◆ WHAT TO PRODUCE ◆
Work out how many lines in the records contain the word "light", and give that number alone.
[DATA RECORDS Boundary: Start]
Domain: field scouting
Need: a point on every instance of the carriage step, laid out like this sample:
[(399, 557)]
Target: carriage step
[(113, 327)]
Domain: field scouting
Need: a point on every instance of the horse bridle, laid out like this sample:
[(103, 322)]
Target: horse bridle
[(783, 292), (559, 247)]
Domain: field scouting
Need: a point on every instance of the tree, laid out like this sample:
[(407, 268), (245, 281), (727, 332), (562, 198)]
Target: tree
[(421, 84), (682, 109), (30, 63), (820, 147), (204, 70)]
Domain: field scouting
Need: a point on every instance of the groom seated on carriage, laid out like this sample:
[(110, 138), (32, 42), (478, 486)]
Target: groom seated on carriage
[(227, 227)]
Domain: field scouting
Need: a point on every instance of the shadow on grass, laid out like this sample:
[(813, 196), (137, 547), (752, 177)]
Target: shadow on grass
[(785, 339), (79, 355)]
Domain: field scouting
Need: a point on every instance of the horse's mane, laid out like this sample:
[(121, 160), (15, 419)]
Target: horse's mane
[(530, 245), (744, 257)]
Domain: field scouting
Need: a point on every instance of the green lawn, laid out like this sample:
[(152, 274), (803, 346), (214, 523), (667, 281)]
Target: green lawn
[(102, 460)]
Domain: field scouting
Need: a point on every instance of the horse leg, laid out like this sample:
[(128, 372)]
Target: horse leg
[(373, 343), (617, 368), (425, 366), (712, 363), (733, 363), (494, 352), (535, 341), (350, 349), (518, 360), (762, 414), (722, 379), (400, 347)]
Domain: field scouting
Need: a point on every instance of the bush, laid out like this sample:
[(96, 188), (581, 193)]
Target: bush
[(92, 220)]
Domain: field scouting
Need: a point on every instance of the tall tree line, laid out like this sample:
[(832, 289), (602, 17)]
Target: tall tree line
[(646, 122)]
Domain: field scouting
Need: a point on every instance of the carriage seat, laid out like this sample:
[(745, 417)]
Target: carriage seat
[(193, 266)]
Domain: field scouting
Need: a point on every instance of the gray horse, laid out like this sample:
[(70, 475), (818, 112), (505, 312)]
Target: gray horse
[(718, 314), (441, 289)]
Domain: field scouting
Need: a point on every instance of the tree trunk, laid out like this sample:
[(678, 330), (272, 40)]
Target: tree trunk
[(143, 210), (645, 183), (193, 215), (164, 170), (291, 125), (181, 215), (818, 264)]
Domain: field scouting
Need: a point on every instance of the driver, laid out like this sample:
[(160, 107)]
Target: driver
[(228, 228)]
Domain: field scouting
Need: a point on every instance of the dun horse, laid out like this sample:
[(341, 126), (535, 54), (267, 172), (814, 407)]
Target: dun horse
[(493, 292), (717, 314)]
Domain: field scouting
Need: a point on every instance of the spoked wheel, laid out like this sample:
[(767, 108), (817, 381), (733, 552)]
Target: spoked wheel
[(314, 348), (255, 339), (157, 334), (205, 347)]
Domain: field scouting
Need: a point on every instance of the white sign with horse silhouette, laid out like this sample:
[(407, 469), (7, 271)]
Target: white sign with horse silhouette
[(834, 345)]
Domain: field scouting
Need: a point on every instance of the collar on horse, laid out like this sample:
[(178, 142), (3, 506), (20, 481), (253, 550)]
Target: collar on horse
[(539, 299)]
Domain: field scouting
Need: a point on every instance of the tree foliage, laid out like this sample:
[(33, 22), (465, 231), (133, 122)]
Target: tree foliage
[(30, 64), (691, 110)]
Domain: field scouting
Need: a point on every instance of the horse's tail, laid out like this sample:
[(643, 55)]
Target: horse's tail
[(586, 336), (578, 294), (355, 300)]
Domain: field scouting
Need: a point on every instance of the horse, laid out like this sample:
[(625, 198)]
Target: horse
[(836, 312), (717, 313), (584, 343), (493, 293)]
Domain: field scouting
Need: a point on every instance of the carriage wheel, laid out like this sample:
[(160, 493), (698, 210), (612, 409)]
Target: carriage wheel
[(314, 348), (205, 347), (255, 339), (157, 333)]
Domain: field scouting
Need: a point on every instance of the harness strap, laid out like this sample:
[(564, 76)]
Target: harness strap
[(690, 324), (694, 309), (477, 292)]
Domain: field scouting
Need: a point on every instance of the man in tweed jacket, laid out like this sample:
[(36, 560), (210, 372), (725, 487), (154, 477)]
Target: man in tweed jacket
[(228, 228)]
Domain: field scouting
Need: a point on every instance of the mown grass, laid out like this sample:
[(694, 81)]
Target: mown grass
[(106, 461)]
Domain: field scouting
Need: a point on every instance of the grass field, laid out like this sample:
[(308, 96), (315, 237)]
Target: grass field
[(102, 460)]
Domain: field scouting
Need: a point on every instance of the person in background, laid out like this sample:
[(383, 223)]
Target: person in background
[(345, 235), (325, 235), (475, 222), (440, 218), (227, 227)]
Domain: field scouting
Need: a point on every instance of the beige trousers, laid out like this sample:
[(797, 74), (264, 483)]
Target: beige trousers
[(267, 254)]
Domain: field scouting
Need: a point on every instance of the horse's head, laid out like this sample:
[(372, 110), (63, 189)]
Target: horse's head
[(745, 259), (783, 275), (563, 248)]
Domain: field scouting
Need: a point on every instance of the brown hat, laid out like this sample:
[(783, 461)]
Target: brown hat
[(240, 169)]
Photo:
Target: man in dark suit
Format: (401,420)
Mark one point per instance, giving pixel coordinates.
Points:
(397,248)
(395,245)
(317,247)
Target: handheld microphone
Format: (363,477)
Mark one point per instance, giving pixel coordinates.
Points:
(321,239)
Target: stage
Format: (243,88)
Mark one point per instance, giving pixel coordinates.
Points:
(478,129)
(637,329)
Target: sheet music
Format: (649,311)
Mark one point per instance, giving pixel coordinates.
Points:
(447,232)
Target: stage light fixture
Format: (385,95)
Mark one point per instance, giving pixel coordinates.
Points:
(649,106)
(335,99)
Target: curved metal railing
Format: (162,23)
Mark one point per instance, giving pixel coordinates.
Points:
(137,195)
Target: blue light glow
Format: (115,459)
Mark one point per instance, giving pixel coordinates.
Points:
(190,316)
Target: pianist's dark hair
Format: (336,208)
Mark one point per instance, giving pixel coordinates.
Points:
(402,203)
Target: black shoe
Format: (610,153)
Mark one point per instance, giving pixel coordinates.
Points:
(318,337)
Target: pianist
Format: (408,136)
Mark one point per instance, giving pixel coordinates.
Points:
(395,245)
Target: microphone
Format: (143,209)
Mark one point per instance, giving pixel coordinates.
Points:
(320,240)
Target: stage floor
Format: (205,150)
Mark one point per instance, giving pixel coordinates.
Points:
[DATA RECORDS Boundary: End]
◆ FINISHED EXERCISE ◆
2